— begin SOURCE TEXT —
# My Curried Chicken Recipe



## Mac-n-Cheese! (Dec 3, 2007)

This recipe is great for the cold weather. It's very hearty and filling. one of my families favorites.

1 whole chicken, cut into pieces, skinned 
or 2 pounds of chicken breast cut into pieces, skinned
1 1/3 cup water
1 cup coconut milk
3/4 cup milk
3/4 cup sour cream
1 1/2 cup frozen peas and carrots
3/4 cups vegetable oil
3 large onions, diced 
2 large potatoes, peeled and diced
1 teaspoon of cinnamon 
1/4 teaspoon of ginger powder 
1 teaspoon of paprika 
4 tablespoons of curry powder
1/2 teaspoon of brown sugar 
1 teaspoon of cayenne pepper
1/2 teaspoon of garlic powder
Salt and pepper 



In a deep pot heat oil at medium-high heat. add onions, cook until they appear translucent. lower heat to medium-low, stir in all seasonings.

The oil, onions and seasonings should come together like a paste.

Add in water, coconut milk, milk, and sour cream. stir until everything is blended well.

Add chicken, potatoes, peas and carrots. cover the pot and let simmer at medium heat for 45 minutes.

Serve over rice.

Hope you enjoy!


----------



## stassie (Dec 3, 2007)

Mmm... looks nice


----------



## Mac-n-Cheese! (Dec 3, 2007)

Yes, it is. 
if you try it, please let me know how it turns out for you.


----------



## suziquzie (Dec 4, 2007)

Thanks I can't wait to try it!
— end SOURCE TEXT —
TASK A>
Answer these from the recipe thread, one answer per line, marked the same way:
(i) How much coconut milk does the ingredient list call for?
(ii) For how long, and at what heat, should the covered pot simmer once the chicken and vegetables are added?
(iii) Which poster replied that they can't wait to try it?
— begin DATA SHOWN —
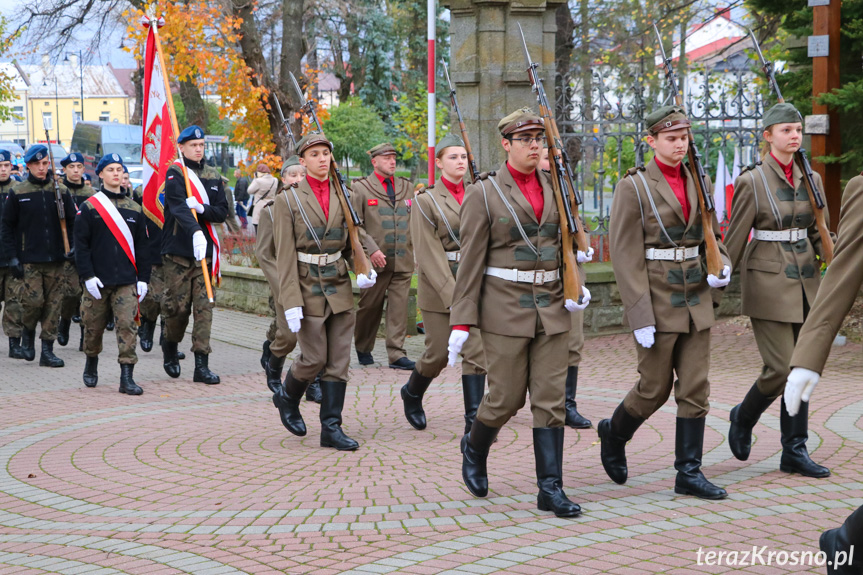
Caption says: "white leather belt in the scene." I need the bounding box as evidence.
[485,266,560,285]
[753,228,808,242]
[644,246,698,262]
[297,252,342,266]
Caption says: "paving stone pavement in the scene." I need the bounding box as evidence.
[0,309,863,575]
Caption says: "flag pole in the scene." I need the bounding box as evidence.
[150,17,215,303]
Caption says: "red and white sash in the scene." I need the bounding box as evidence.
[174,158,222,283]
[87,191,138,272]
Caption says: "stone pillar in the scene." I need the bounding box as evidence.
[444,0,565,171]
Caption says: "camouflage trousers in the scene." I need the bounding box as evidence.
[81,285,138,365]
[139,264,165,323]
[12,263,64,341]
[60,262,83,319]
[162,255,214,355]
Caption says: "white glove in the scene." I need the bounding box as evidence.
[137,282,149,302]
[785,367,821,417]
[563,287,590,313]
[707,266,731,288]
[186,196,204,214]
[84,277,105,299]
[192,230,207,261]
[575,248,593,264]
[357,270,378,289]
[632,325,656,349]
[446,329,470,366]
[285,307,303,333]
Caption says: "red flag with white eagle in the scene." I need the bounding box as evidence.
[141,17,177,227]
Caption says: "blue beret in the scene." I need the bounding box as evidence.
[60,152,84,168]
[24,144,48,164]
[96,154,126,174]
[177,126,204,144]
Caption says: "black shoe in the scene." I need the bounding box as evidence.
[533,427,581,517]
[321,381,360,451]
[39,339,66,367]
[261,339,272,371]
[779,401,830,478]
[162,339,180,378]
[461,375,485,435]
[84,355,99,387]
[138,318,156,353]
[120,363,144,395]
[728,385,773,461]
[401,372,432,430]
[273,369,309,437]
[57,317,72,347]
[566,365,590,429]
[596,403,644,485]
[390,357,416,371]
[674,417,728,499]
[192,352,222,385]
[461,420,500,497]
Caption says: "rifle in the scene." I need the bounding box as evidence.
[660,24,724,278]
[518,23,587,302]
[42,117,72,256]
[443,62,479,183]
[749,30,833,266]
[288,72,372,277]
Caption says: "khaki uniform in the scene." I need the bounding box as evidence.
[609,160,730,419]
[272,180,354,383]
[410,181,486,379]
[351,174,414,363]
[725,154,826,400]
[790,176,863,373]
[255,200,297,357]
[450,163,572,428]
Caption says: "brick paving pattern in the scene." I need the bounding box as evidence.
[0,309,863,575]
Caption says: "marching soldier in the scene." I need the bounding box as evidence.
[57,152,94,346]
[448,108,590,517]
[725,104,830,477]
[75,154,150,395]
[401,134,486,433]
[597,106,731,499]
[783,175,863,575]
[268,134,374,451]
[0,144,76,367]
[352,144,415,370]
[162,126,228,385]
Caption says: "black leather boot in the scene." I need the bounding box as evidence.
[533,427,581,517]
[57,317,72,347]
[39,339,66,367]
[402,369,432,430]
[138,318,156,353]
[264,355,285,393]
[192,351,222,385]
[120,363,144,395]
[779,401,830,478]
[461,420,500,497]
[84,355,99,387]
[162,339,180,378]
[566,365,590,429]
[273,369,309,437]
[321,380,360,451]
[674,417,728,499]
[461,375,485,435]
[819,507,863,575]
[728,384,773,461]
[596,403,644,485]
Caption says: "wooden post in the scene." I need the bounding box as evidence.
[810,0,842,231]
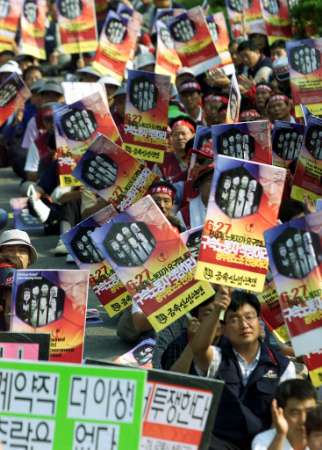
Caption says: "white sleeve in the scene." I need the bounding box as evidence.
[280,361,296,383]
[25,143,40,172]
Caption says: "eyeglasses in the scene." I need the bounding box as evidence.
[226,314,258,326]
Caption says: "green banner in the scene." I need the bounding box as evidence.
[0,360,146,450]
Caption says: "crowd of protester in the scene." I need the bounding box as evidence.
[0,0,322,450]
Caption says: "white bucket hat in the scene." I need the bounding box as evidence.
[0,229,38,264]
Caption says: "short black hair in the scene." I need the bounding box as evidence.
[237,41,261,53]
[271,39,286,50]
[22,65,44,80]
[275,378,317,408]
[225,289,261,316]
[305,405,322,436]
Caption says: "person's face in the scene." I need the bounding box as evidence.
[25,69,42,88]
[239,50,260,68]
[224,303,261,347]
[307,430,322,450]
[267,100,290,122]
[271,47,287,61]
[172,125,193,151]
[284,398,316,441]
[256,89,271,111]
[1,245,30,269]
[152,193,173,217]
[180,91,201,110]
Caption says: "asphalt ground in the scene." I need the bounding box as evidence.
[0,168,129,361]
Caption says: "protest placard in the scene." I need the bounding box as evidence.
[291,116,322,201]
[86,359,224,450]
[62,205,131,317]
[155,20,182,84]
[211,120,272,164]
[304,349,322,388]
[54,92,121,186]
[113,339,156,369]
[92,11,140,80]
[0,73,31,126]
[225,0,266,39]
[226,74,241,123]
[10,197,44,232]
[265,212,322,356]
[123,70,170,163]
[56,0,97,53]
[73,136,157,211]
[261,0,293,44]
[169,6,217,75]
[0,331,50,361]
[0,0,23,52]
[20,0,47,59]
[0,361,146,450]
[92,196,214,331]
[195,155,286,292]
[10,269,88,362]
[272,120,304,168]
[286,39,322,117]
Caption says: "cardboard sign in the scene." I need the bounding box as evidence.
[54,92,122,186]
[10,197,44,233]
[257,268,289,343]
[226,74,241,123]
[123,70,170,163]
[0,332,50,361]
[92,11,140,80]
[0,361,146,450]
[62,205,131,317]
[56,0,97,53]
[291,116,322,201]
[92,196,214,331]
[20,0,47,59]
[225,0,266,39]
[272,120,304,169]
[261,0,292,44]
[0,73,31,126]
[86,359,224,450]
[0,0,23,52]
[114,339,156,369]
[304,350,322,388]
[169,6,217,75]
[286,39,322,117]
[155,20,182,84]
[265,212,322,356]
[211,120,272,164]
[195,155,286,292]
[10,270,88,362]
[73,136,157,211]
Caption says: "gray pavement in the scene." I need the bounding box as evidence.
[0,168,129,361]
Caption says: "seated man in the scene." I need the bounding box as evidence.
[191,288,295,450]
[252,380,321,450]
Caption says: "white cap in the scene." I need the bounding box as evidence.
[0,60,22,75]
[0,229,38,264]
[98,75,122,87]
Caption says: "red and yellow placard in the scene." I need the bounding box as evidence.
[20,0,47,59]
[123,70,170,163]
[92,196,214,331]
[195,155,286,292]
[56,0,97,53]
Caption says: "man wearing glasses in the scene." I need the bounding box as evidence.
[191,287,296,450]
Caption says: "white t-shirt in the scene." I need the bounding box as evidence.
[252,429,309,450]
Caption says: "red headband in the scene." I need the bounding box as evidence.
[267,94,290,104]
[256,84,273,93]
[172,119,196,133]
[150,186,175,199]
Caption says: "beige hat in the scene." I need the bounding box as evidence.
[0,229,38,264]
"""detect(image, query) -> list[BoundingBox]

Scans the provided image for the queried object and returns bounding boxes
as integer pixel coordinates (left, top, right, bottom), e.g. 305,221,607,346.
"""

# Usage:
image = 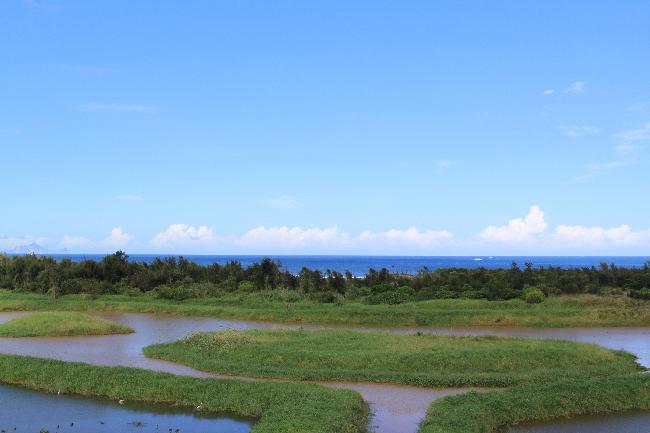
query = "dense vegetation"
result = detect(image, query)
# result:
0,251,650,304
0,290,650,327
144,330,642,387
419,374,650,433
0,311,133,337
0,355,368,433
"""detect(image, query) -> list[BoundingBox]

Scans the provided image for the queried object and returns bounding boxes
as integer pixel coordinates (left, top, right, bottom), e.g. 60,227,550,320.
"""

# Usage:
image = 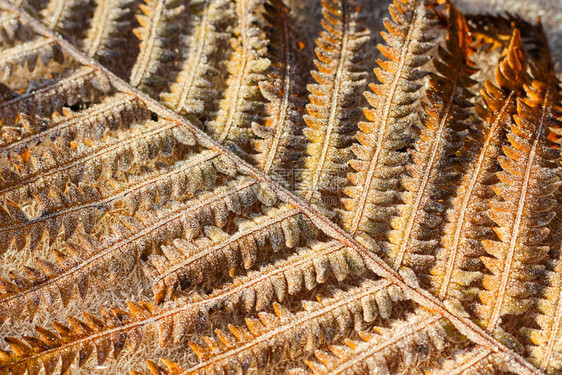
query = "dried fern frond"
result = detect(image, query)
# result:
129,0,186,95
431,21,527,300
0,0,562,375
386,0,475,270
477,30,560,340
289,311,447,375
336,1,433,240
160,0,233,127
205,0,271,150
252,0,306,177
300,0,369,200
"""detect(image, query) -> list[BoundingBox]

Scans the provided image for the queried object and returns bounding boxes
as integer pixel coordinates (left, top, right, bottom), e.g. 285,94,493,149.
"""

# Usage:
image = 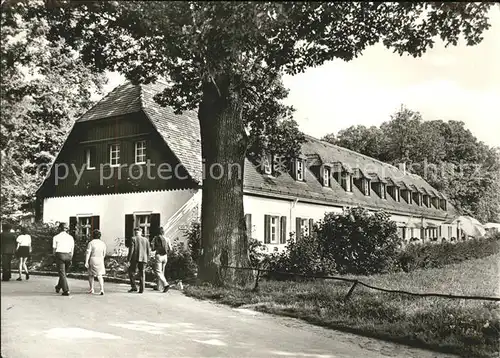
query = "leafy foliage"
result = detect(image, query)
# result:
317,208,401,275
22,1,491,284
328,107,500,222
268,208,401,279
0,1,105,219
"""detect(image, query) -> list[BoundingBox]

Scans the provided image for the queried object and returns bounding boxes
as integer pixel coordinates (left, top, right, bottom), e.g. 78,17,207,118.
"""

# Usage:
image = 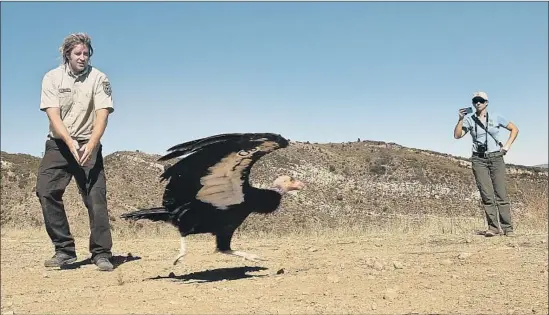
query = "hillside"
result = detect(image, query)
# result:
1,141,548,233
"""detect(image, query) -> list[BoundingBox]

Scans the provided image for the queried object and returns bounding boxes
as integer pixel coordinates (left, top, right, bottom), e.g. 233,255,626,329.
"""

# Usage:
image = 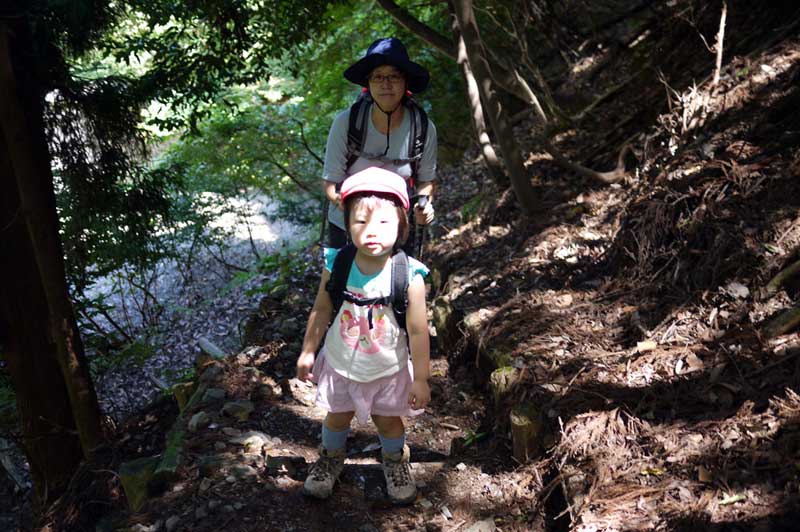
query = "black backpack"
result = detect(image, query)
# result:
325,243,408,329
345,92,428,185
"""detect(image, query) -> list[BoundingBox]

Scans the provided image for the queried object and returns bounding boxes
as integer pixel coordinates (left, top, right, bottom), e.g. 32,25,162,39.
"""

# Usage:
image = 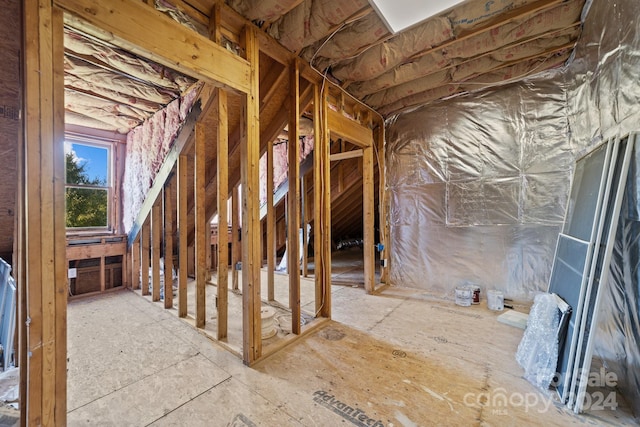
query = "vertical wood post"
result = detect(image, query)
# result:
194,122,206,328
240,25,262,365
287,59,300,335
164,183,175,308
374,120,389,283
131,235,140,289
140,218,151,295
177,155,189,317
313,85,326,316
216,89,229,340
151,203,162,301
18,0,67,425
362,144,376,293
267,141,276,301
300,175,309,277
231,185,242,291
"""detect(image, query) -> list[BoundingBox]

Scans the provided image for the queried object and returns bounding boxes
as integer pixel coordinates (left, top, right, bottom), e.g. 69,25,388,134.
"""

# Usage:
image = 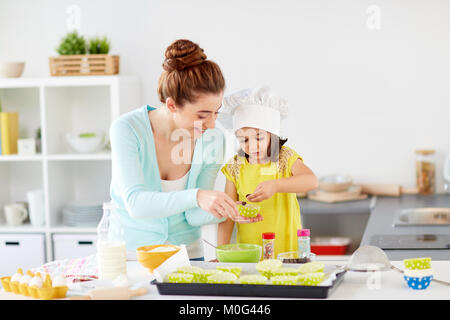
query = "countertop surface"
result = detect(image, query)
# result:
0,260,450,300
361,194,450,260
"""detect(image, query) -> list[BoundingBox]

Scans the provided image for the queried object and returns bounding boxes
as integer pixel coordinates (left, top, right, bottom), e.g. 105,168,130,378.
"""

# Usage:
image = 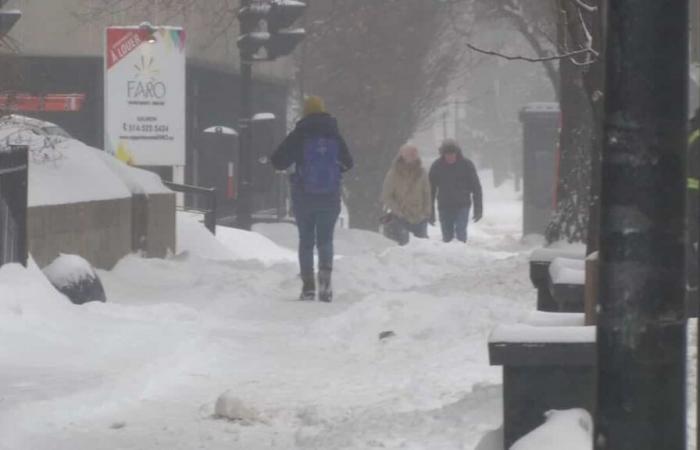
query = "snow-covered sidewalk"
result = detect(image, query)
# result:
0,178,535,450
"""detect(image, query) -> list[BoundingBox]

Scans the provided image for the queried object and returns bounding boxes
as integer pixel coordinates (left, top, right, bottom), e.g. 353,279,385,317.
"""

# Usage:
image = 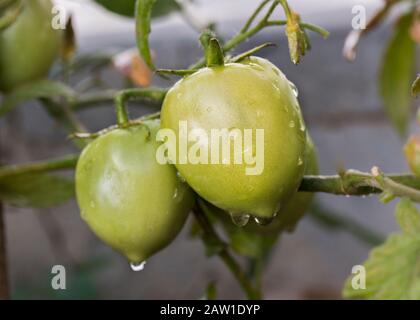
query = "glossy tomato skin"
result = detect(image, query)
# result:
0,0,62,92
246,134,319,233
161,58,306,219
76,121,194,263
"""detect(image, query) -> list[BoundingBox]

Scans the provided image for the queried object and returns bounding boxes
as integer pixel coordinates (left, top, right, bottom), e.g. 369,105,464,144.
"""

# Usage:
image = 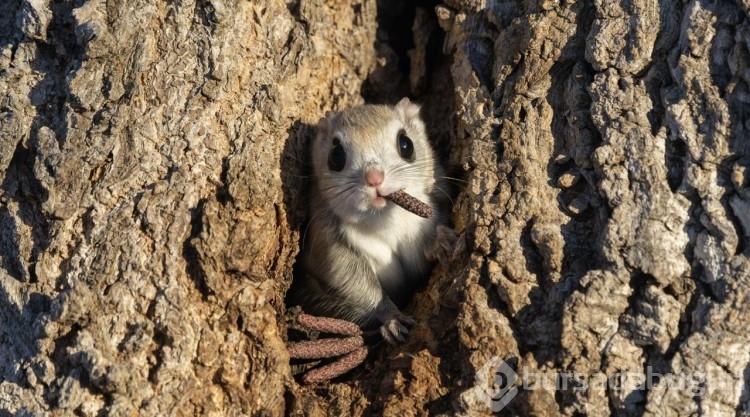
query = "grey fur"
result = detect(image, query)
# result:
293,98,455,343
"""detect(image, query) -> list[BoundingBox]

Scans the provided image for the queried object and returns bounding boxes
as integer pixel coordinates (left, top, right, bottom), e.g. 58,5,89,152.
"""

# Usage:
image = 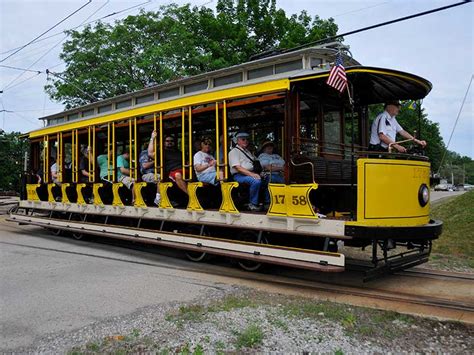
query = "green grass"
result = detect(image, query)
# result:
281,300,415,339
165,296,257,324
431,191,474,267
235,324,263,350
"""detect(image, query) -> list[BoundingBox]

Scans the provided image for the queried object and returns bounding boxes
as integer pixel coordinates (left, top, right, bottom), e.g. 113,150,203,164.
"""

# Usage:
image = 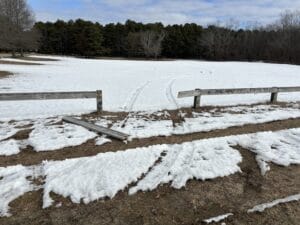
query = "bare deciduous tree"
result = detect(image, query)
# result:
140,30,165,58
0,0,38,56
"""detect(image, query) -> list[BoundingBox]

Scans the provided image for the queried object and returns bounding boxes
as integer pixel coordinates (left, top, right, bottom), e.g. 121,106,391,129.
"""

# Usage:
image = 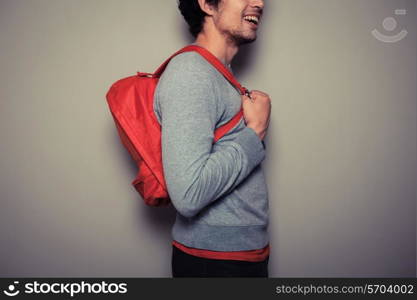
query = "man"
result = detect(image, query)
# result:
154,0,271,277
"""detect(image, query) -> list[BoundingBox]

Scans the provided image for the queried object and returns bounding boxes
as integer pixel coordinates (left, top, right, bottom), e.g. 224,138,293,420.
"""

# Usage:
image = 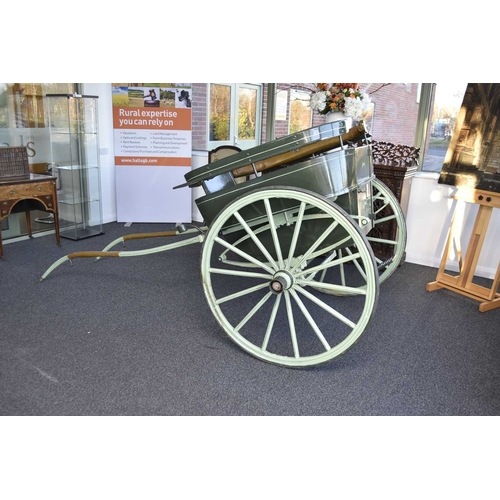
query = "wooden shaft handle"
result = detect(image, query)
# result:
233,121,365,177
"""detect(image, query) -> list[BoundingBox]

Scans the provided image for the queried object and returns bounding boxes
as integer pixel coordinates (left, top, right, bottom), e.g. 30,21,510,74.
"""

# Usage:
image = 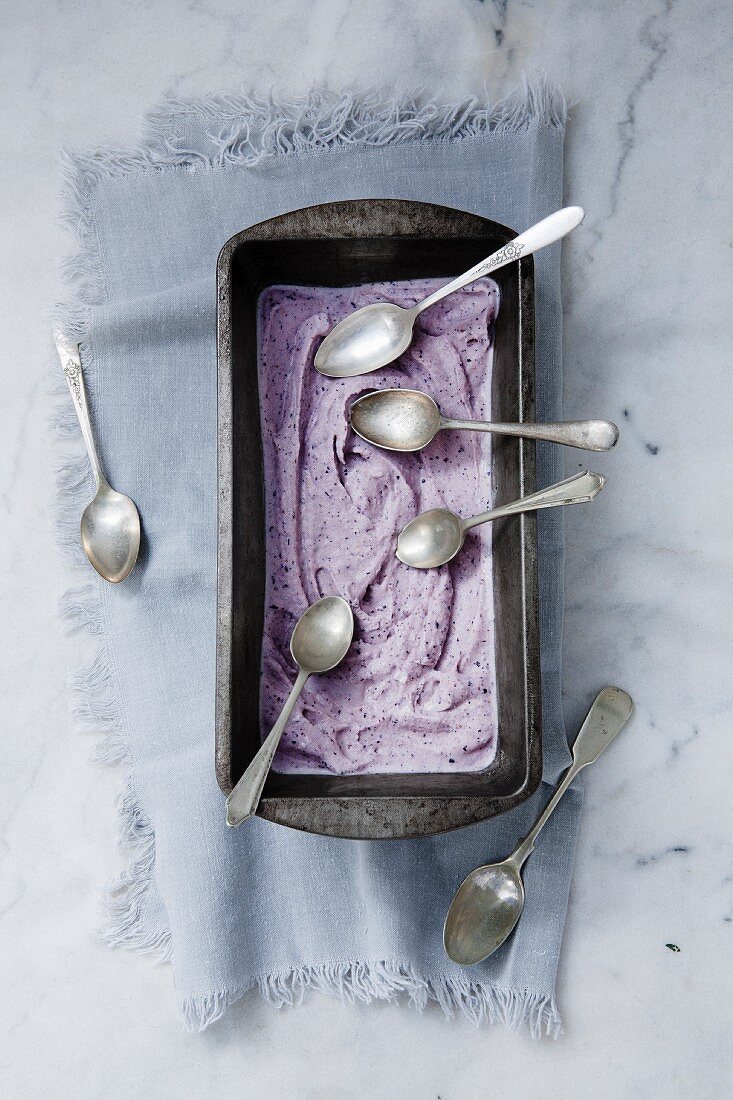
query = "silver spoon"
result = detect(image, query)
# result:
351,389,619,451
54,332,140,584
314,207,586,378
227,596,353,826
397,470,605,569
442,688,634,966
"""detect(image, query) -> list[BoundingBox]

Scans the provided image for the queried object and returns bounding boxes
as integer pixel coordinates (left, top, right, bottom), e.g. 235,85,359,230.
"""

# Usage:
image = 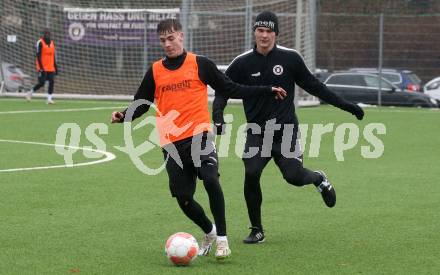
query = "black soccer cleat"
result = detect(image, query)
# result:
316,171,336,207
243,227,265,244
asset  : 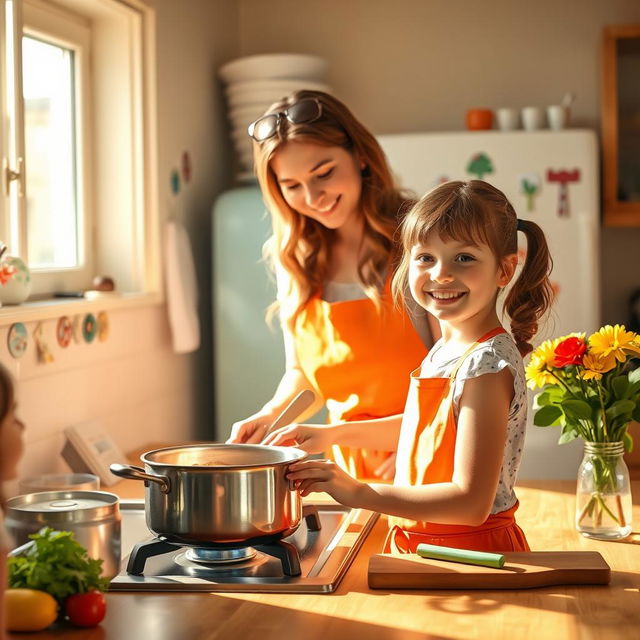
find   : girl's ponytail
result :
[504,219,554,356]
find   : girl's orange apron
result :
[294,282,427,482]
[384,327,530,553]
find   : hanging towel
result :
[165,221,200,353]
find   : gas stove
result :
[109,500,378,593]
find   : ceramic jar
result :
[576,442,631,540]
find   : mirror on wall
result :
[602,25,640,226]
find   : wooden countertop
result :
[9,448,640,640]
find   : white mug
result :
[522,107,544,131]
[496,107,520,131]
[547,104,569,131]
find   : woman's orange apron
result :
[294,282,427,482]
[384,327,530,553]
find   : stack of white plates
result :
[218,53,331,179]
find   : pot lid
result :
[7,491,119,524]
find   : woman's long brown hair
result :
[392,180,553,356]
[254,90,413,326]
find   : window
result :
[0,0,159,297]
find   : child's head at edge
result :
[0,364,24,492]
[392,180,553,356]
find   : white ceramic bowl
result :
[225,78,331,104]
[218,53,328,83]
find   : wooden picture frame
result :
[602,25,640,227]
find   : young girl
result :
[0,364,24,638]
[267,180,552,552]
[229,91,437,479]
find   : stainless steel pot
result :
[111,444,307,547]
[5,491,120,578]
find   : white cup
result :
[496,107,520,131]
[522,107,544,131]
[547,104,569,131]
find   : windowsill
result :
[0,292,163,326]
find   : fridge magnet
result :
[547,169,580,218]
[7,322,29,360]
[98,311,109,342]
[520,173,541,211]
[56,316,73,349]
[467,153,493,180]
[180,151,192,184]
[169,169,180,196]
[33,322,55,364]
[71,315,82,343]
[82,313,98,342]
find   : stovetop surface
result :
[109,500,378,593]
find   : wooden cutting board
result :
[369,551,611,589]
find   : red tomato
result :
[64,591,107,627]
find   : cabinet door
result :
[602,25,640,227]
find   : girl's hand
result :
— end DATA SHOWN —
TASK B> Count the lines of the records that contain the string "surface". Reply with the number only.

TASK SOLUTION A>
(i) 1 cup
(ii) 45 minutes at medium heat
(iii) suziquzie

TASK SOLUTION B> 2